## Supplied data

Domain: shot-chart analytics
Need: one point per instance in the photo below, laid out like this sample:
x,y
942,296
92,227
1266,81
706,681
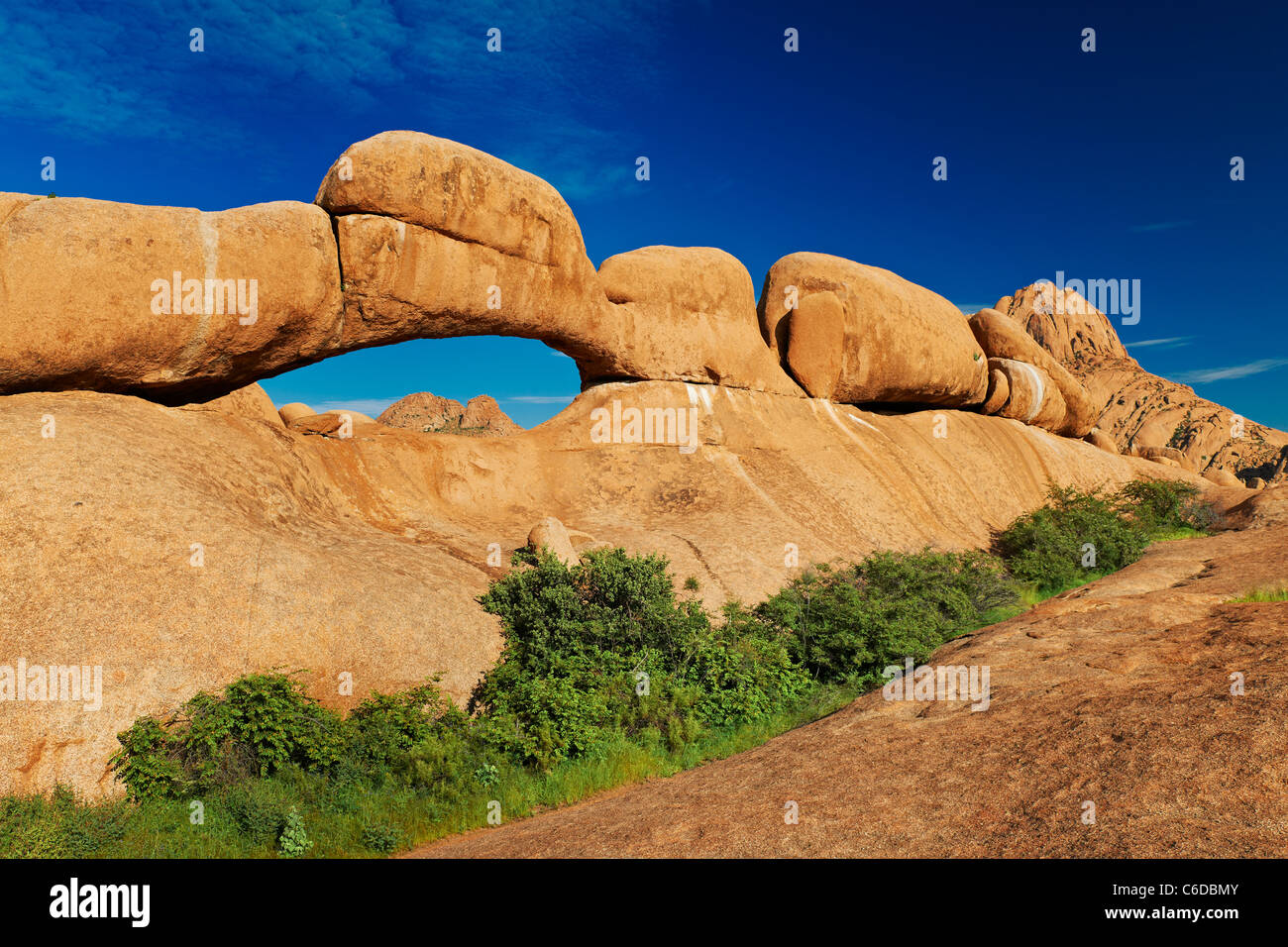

## Exercise prompt
Skipping every picture, reproduce the records word for word.

## Answer space
Domain: shot-chart analytics
Need: one point per instance in the photo below, laid out like this sample:
x,y
942,296
92,227
1266,81
706,681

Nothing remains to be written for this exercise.